#### Source document:
- Presented by: Rytis Zemkauskas
- No. of days: 13
- No. of castaways: 14
- Winner: Algimantas Žadeikis
- Runners-up: Virginijus Bertulis Akvilė Vitunskaitė
- Location: Telšiai District, Lithuania
- No. of episodes: 12

Release
- Original network: Telia Play
- Original release: 3 October – 5 December 2024

Season chronology
- ← Previous 2023

= Tiltas 2024 =

Tiltas 2024 (The Bridge 2024) also known as Tiltas 2 is the second season of the Lithuanian version of The Bridge. The season is set in the Telšiai District in Lithuania where 14 contestants are tasked with building a 300 metre bridge entirely out of wood in 13 days to reach a small isle containing the grand prize of €50,000. The season has a twist where for the first time, the contestants are divided into two teams where they have no idea of the existence of the other team. The season is narrated by Rytis Zemkauskas and premiered on streaming service Telia Play on 3 October 2024. The season concluded on 5 December 2024 where Algimantas Žadeikis got the most votes amongst his fellow contestants to receive the grand prize and be crowned the winner.

#### Entries provided:
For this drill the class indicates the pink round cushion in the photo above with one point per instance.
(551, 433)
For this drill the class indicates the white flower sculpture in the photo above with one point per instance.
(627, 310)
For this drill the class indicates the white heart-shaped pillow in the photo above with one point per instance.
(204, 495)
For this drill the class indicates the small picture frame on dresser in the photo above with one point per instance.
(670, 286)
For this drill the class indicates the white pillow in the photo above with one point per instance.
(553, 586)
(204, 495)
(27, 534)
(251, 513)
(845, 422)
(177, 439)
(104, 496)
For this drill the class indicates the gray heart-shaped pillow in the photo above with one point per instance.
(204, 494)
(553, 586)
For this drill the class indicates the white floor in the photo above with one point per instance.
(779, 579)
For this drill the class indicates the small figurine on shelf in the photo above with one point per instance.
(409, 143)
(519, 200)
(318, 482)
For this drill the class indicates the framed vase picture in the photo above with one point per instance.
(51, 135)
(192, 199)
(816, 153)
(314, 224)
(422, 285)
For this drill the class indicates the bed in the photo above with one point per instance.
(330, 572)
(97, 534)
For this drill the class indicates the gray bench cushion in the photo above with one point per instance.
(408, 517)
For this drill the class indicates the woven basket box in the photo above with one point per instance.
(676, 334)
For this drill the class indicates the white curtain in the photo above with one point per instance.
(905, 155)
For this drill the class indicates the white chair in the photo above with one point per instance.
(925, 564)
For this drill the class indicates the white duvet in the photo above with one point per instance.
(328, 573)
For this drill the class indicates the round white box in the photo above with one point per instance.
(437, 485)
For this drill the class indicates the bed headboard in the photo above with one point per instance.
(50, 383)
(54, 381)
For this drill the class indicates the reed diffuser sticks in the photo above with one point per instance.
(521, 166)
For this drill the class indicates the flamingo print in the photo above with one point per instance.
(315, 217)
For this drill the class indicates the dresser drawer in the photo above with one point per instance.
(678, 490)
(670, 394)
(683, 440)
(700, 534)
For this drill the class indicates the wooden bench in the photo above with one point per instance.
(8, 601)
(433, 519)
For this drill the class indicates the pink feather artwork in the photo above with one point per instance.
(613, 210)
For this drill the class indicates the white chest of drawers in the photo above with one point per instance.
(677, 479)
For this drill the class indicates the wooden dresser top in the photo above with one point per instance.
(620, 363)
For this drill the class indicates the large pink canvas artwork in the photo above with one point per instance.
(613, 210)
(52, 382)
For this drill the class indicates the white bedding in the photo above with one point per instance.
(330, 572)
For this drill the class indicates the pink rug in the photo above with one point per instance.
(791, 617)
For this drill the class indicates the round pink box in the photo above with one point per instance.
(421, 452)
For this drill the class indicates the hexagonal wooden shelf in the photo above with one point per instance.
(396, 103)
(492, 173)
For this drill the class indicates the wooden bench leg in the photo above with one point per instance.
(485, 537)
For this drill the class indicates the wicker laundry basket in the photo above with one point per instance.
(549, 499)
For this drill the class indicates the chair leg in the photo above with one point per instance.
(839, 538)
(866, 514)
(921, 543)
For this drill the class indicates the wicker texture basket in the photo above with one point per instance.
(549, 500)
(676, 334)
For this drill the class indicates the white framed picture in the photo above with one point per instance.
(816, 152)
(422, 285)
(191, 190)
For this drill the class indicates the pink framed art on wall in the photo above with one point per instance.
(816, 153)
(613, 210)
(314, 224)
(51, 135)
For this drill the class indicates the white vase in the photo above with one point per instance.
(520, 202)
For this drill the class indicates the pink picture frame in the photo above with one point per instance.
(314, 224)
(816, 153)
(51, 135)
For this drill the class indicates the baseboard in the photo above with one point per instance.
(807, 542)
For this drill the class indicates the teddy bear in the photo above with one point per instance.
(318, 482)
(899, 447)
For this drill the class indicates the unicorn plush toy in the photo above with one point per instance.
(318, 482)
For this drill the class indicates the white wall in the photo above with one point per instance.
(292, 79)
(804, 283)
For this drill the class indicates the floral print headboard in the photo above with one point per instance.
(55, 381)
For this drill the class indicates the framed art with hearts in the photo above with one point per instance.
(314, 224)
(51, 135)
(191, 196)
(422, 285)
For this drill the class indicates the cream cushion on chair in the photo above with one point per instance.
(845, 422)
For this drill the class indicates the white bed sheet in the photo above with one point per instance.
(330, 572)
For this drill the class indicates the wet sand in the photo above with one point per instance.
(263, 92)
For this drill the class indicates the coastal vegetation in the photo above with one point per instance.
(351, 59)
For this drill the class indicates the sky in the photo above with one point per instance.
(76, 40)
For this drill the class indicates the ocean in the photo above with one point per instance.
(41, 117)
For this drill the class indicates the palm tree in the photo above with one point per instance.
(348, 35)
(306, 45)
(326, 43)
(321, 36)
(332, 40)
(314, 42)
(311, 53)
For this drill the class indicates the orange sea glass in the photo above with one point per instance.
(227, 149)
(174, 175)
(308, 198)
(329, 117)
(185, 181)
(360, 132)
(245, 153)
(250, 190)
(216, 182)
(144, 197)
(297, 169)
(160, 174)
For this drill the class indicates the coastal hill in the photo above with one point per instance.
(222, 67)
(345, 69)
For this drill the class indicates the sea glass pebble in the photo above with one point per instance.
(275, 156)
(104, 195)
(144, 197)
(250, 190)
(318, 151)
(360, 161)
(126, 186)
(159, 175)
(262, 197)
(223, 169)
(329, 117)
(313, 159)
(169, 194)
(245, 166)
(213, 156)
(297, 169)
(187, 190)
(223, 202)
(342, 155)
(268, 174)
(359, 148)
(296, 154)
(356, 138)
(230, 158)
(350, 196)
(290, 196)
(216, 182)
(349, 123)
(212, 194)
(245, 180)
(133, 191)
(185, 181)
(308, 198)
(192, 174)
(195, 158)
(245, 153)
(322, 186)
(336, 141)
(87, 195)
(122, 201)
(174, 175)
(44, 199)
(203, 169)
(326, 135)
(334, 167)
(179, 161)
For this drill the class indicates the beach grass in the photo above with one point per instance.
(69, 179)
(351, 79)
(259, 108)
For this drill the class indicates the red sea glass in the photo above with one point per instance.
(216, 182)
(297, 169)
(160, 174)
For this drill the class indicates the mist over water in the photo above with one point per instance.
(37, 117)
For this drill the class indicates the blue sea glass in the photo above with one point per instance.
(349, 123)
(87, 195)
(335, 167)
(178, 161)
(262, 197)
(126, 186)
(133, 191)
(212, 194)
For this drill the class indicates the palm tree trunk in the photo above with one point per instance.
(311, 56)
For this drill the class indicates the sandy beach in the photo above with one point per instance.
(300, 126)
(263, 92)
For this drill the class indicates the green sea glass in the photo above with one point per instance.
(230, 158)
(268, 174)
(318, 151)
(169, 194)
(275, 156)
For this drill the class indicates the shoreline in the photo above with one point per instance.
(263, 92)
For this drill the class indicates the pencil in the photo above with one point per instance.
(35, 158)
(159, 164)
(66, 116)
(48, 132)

#### Written request 1:
Extract the stretch of the Tiltas 2024 article from "Season chronology" through "crowned the winner.".
#### Written request 2:
According to the Tiltas 2024 article, what twist did the season introduce for the first time?
Work only from the Tiltas 2024 article.

#### Task response 1:
Season chronology
- ← Previous 2023

= Tiltas 2024 =

Tiltas 2024 (The Bridge 2024) also known as Tiltas 2 is the second season of the Lithuanian version of The Bridge. The season is set in the Telšiai District in Lithuania where 14 contestants are tasked with building a 300 metre bridge entirely out of wood in 13 days to reach a small isle containing the grand prize of €50,000. The season has a twist where for the first time, the contestants are divided into two teams where they have no idea of the existence of the other team. The season is narrated by Rytis Zemkauskas and premiered on streaming service Telia Play on 3 October 2024. The season concluded on 5 December 2024 where Algimantas Žadeikis got the most votes amongst his fellow contestants to receive the grand prize and be crowned the winner.

#### Task response 2:
The contestants were divided into two teams, and neither team knew the other existed.